## GOAL OF THE EXERCISE
Please print all of the material below, word for word.

## DATA SECTION
==================================================

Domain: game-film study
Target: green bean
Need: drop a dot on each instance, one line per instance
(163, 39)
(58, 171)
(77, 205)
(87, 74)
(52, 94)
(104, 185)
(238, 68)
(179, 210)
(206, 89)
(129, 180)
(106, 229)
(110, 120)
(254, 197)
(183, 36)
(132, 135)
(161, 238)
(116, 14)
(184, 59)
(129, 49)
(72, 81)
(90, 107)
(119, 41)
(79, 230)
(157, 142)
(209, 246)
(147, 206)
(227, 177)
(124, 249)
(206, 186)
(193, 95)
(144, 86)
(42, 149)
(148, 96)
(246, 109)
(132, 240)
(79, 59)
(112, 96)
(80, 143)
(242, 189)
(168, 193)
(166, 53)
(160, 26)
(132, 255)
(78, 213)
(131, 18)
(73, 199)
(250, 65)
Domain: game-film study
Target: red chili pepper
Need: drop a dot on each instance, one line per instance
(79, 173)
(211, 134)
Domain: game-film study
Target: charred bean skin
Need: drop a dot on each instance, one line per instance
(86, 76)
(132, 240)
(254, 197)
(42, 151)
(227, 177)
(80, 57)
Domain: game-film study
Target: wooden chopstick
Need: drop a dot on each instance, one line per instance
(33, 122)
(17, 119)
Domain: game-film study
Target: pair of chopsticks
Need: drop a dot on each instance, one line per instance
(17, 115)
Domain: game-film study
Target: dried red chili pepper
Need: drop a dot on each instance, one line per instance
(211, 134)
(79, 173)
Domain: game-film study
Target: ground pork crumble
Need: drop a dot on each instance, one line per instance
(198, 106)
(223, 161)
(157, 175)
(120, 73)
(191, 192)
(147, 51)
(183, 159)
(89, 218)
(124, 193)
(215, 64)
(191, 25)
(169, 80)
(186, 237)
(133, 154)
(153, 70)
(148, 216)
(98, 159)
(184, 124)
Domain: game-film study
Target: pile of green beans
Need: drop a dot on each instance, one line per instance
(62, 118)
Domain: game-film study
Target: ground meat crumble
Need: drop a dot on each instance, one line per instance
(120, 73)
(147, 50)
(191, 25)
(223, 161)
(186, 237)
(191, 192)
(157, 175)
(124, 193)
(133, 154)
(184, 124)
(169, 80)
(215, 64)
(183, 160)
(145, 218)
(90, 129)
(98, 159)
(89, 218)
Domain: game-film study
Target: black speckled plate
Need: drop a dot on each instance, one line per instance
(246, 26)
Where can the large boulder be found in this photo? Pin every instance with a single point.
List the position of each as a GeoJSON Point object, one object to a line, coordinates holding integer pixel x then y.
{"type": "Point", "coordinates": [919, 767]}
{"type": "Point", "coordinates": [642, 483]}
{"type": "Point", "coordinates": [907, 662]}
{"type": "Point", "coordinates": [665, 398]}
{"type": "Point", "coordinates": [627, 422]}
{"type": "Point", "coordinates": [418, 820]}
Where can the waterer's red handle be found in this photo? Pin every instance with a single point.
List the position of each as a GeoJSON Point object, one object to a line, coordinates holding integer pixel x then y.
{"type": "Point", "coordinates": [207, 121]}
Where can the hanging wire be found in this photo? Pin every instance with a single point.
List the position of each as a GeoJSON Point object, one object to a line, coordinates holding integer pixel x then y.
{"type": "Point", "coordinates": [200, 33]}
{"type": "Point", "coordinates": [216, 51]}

==================================================

## ANSWER
Domain: game-film study
Target: green bean
Need: drop a dot on each instance, one line per instance
(163, 39)
(58, 171)
(77, 205)
(87, 74)
(52, 94)
(104, 185)
(238, 68)
(179, 210)
(206, 89)
(129, 180)
(106, 229)
(110, 120)
(254, 197)
(183, 36)
(132, 135)
(161, 238)
(116, 14)
(184, 59)
(129, 49)
(72, 81)
(90, 107)
(119, 41)
(79, 230)
(157, 142)
(209, 246)
(147, 206)
(227, 177)
(124, 249)
(206, 186)
(193, 95)
(144, 86)
(42, 149)
(148, 96)
(246, 109)
(132, 240)
(79, 59)
(112, 96)
(80, 143)
(242, 189)
(168, 193)
(166, 53)
(160, 26)
(132, 255)
(78, 213)
(131, 18)
(73, 199)
(250, 65)
Domain: game-film study
Target: red chili pepper
Need: drop a dot on each instance, one line per instance
(79, 173)
(211, 134)
Domain: game-film study
Target: charred bean skin
Need: drop a dot on each instance, one line per instance
(86, 76)
(132, 240)
(254, 197)
(42, 151)
(227, 177)
(80, 57)
Domain: game-film study
Target: wooden chopstick
Need: drop a dot on each instance, one line per instance
(33, 122)
(17, 119)
Domain: game-film study
Target: pair of chopsticks
Need: drop a dot on each instance, one line per instance
(17, 115)
Domain: game-film study
Target: dried red chili pepper
Need: drop a dot on each instance, one line per instance
(211, 134)
(79, 173)
Domain: game-film study
Target: ground pork crumble
Need: drop a dot on each instance, one line per instance
(198, 106)
(223, 161)
(157, 175)
(120, 73)
(191, 192)
(147, 51)
(183, 159)
(89, 218)
(124, 193)
(215, 64)
(191, 25)
(169, 80)
(186, 237)
(133, 154)
(153, 70)
(148, 216)
(98, 159)
(184, 124)
Domain: game-film study
Target: pile of green beans
Need: drop a dot on each instance, one line per instance
(62, 118)
Domain: game-film study
Target: ground meat crumble
Need: drop a dot on each instance, one line per instance
(120, 73)
(147, 50)
(191, 25)
(223, 161)
(186, 237)
(191, 192)
(157, 175)
(124, 193)
(133, 154)
(184, 124)
(169, 80)
(215, 64)
(183, 160)
(145, 218)
(90, 129)
(98, 159)
(89, 218)
Domain: game-film study
Target: black speckled plate
Need: drop a dot on each instance, one line per instance
(246, 26)
Where can the large boulder be found in this photo? Pin every instance with a single point.
List the position of each as a GeoJSON Point object, one object to a line, coordinates holding integer pixel x then y.
{"type": "Point", "coordinates": [919, 767]}
{"type": "Point", "coordinates": [642, 483]}
{"type": "Point", "coordinates": [907, 662]}
{"type": "Point", "coordinates": [665, 398]}
{"type": "Point", "coordinates": [627, 422]}
{"type": "Point", "coordinates": [418, 820]}
Where can the waterer's red handle be found in this photo? Pin every instance with a single point.
List the position of each as a GeoJSON Point object, one object to a line, coordinates holding integer pixel x then y.
{"type": "Point", "coordinates": [207, 121]}
Where can the hanging wire be found in this photo? Pin every instance with a single point.
List the position of each as a GeoJSON Point object, one object to a line, coordinates holding integer pixel x then y.
{"type": "Point", "coordinates": [200, 33]}
{"type": "Point", "coordinates": [216, 51]}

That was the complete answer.